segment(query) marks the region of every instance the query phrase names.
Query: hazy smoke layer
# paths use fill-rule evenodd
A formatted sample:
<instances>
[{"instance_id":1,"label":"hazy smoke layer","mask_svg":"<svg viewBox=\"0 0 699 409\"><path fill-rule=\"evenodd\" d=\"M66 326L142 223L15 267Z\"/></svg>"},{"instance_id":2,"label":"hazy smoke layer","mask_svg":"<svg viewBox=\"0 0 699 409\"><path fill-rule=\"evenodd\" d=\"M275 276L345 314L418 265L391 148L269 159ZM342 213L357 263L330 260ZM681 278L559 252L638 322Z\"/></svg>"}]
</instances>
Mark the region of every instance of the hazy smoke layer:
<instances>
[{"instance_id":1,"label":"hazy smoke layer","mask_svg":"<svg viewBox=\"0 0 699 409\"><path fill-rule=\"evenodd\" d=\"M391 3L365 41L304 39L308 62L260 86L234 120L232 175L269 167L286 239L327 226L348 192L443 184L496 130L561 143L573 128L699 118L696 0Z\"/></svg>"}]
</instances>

*Task*:
Arrange the lines of the listing above as a Markdown table with two columns, Row and Line, numbering each line in order and leaving out any blank lines.

*Response to the task*:
| Row | Line |
|---|---|
| 1 | segment(query) marks the region of every instance the query phrase names. |
| 2 | Query: hazy smoke layer |
| 3 | # paths use fill-rule evenodd |
| 4 | A formatted sample: |
| 5 | <instances> |
| 6 | [{"instance_id":1,"label":"hazy smoke layer","mask_svg":"<svg viewBox=\"0 0 699 409\"><path fill-rule=\"evenodd\" d=\"M66 326L142 223L15 267Z\"/></svg>"},{"instance_id":2,"label":"hazy smoke layer","mask_svg":"<svg viewBox=\"0 0 699 409\"><path fill-rule=\"evenodd\" d=\"M275 276L345 314L418 265L391 148L269 159ZM342 213L357 263L330 260ZM681 278L559 252L638 322Z\"/></svg>"}] |
| 7 | </instances> |
| 8 | Mark the region of every instance of the hazy smoke layer: |
| 9 | <instances> |
| 10 | [{"instance_id":1,"label":"hazy smoke layer","mask_svg":"<svg viewBox=\"0 0 699 409\"><path fill-rule=\"evenodd\" d=\"M391 3L365 41L304 39L308 62L260 86L234 120L232 175L269 167L286 239L327 226L348 192L443 184L496 130L561 143L573 128L699 118L696 0Z\"/></svg>"}] |
| 11 | </instances> |